● **Tarefa a realizar**
No texto sobre Pinto da Costa, identifique todos os nomes e títulos com inicial maiúscula usados para designar o dirigente do clube. Liste-os sem repetir nenhum.

● **Texto de leitura**
-----

Jorge Nuno Pinto da Costa conquistou, por mérito próprio, um espaço na história da cidade e da sua principal associação desportiva. Será difícil a um portista negar que parte dessa sua identidade é moldada à imagem do Porto de Pinto da Costa. Só se consegue compreender a verdadeira dimensão da obra de Jorge Nuno se se conhecer o âmago da alma portista pois é lá, nessas profundezas do ser, que guardamos as memórias do que de melhor ele nos proporcionou.

Cresci, por isso, a achar que Pinto da Costa seria eterno, que o ciclo vitorioso que a sua liderança inaugurara não iria acabar – foi esse o sonho que fui ingenuamente alimentando naquelas (tantas) noites de alegria nos Aliados.

Mas a verdade é que essa era acabou. O Presidente, acredito que por influência de pessoas mais ou menos conhecidas (e seguramente muito pouco apreciadas) pelos portistas, foi deixando que o FC Porto se desleixasse. Vimos jogadores importantes a sair ao desbarato ou até a custo zero enquanto que as vendas que ainda conseguíamos encaixar pareciam diluir-se em remunerações a intermediários cujo papel e utilidade permanecem uma incógnita. Confrontámo-nos com notícias preocupantes em relação à solvabilidade financeira do clube que foram sendo implicitamente confirmadas à medida que, no meio da neblina opaca que rodeia todo este pântano, iam sendo discretamente divulgadas operações que comprometiam o nosso futuro: desde antecipações de receitas a empréstimos pagos a peso de ouro.

-----

Entradas de rotulagem da posição de objetos:
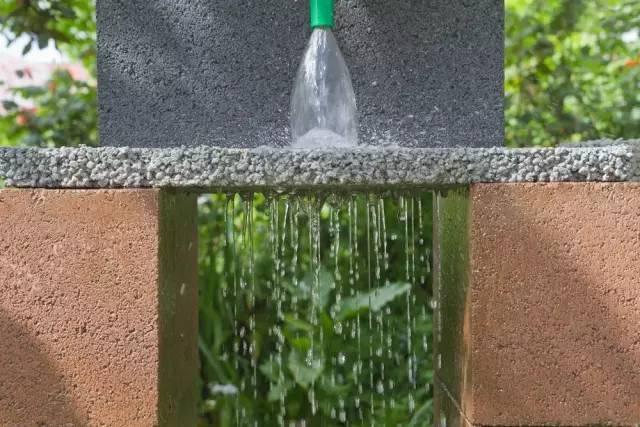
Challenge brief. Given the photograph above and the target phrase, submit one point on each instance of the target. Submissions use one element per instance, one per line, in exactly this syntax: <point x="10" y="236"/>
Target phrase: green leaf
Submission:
<point x="305" y="372"/>
<point x="277" y="389"/>
<point x="373" y="300"/>
<point x="298" y="324"/>
<point x="305" y="286"/>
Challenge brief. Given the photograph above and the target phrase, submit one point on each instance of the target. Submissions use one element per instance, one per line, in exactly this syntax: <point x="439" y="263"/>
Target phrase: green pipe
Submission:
<point x="321" y="12"/>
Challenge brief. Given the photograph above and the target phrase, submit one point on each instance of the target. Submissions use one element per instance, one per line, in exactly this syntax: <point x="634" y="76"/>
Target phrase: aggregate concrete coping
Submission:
<point x="214" y="169"/>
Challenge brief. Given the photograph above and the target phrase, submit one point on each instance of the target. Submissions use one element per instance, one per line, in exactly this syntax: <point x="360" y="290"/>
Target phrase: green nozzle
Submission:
<point x="321" y="13"/>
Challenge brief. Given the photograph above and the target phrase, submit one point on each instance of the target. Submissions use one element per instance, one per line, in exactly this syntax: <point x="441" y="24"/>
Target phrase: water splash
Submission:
<point x="328" y="301"/>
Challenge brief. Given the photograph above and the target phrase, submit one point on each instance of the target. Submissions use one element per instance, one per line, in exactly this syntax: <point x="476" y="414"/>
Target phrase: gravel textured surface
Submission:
<point x="210" y="168"/>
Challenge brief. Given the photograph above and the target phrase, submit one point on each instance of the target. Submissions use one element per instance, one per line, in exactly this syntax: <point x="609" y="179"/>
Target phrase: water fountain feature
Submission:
<point x="341" y="326"/>
<point x="318" y="260"/>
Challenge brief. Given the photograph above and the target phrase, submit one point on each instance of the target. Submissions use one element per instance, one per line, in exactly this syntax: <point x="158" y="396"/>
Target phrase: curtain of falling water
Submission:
<point x="328" y="318"/>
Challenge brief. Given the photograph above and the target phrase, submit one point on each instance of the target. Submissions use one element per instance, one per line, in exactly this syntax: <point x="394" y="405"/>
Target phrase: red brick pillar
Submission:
<point x="98" y="308"/>
<point x="538" y="317"/>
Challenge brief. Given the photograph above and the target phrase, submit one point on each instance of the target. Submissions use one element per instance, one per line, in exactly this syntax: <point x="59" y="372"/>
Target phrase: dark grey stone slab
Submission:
<point x="227" y="169"/>
<point x="219" y="72"/>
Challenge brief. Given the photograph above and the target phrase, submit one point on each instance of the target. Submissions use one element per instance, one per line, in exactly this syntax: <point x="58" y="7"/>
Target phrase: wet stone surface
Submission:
<point x="211" y="168"/>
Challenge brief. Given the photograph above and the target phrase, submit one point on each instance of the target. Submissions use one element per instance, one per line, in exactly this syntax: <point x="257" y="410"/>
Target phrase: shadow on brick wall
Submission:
<point x="32" y="390"/>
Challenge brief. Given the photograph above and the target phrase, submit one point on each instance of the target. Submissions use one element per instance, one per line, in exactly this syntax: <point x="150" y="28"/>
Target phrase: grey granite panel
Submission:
<point x="219" y="72"/>
<point x="215" y="168"/>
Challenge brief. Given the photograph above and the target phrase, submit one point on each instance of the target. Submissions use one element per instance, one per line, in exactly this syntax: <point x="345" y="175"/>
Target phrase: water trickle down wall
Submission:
<point x="321" y="306"/>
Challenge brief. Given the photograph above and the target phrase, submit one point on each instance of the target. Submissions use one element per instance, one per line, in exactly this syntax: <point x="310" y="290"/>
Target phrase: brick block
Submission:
<point x="538" y="319"/>
<point x="98" y="315"/>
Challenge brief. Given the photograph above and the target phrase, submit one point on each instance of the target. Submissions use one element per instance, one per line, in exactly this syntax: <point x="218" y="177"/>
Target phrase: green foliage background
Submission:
<point x="569" y="76"/>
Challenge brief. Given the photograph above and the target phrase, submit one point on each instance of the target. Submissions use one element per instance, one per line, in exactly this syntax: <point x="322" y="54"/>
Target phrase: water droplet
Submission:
<point x="342" y="358"/>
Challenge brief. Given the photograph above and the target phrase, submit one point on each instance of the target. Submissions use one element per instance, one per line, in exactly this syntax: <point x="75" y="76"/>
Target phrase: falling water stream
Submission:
<point x="327" y="310"/>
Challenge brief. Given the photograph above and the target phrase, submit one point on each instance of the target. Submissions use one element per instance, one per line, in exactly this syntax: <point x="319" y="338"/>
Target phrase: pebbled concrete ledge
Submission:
<point x="212" y="168"/>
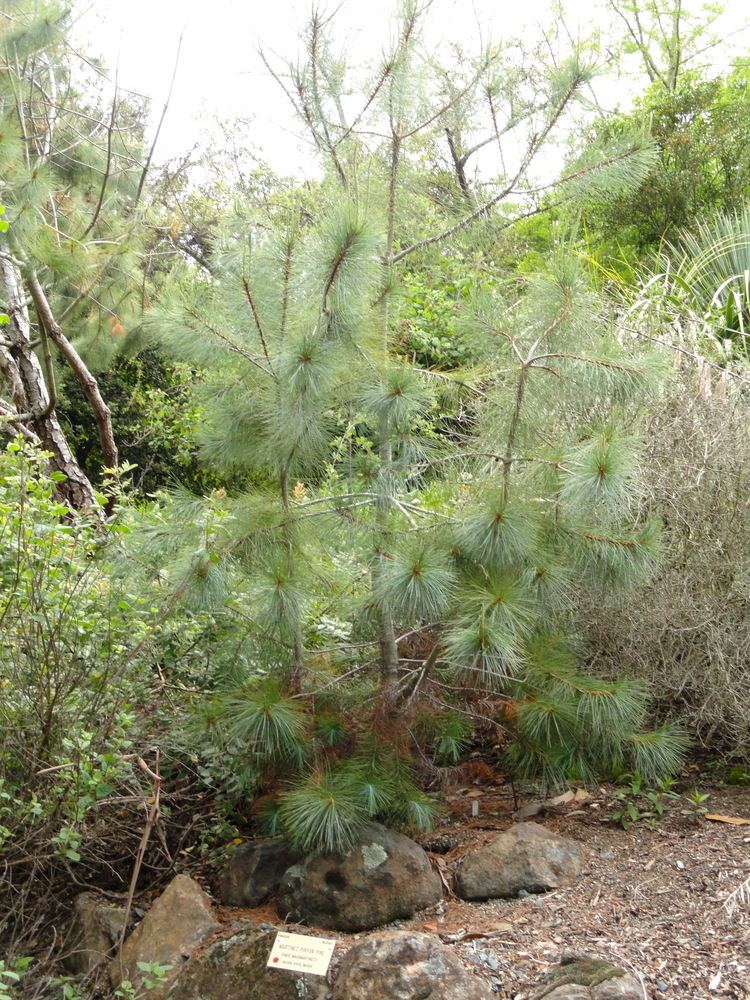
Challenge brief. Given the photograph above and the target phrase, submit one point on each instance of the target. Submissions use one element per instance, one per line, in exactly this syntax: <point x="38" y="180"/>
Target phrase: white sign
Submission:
<point x="300" y="953"/>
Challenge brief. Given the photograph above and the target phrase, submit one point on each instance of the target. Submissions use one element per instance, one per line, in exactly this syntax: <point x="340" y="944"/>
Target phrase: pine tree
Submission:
<point x="459" y="512"/>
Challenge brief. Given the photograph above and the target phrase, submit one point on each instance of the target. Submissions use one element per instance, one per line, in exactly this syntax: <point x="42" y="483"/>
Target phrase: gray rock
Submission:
<point x="235" y="968"/>
<point x="180" y="919"/>
<point x="589" y="979"/>
<point x="401" y="965"/>
<point x="525" y="858"/>
<point x="96" y="926"/>
<point x="383" y="877"/>
<point x="255" y="871"/>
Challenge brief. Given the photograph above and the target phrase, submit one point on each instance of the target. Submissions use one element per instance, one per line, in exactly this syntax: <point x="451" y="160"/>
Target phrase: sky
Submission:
<point x="221" y="74"/>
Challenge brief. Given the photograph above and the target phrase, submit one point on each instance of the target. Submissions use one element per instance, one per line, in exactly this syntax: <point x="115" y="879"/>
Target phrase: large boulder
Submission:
<point x="95" y="928"/>
<point x="589" y="979"/>
<point x="400" y="965"/>
<point x="235" y="968"/>
<point x="180" y="919"/>
<point x="527" y="857"/>
<point x="255" y="870"/>
<point x="383" y="877"/>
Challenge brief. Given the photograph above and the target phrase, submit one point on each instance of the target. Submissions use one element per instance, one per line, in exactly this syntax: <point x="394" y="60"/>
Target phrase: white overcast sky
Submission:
<point x="220" y="73"/>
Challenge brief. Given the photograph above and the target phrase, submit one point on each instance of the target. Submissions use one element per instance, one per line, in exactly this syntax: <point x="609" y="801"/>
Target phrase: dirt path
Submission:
<point x="650" y="900"/>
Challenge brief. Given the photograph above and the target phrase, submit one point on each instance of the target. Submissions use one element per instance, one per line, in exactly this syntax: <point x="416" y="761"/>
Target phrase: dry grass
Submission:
<point x="688" y="631"/>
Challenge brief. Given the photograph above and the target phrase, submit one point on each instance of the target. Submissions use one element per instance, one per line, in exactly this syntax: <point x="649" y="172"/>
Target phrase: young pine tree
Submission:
<point x="434" y="528"/>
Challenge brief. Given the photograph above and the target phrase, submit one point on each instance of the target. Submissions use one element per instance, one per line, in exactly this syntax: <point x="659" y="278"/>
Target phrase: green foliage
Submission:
<point x="635" y="801"/>
<point x="323" y="812"/>
<point x="701" y="131"/>
<point x="11" y="974"/>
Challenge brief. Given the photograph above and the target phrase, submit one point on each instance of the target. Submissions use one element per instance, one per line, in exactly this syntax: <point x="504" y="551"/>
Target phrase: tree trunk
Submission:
<point x="33" y="395"/>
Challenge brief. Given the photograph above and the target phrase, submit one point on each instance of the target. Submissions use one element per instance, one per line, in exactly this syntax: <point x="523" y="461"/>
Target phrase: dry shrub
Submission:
<point x="688" y="632"/>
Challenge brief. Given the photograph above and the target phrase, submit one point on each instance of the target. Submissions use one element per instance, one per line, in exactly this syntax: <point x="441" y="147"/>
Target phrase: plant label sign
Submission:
<point x="300" y="953"/>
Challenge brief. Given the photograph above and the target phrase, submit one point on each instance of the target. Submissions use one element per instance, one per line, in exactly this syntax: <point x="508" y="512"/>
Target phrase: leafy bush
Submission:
<point x="687" y="631"/>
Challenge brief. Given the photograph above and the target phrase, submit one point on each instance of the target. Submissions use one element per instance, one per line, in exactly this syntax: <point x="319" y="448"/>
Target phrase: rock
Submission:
<point x="96" y="926"/>
<point x="589" y="979"/>
<point x="235" y="969"/>
<point x="401" y="965"/>
<point x="525" y="858"/>
<point x="255" y="870"/>
<point x="439" y="844"/>
<point x="180" y="919"/>
<point x="383" y="877"/>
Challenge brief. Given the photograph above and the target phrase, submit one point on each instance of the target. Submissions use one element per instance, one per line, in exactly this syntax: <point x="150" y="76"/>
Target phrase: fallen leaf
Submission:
<point x="562" y="800"/>
<point x="734" y="820"/>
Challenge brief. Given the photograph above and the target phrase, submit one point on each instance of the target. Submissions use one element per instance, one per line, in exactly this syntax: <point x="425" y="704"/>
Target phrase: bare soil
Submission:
<point x="650" y="899"/>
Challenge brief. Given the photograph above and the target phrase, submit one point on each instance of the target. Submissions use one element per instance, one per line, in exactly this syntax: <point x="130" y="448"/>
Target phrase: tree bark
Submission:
<point x="33" y="399"/>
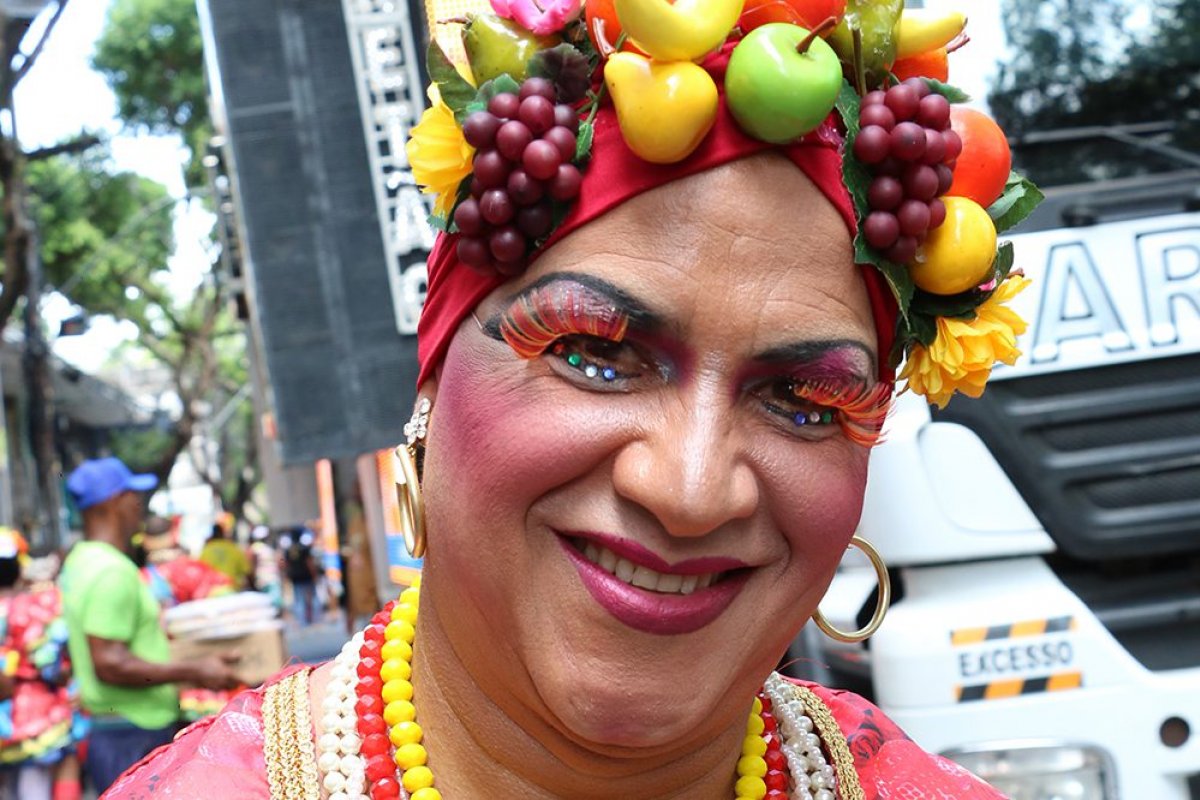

-----

● **Solução da tarefa**
- Jorge Nuno Pinto da Costa
- Pinto da Costa
- Jorge Nuno
- Presidente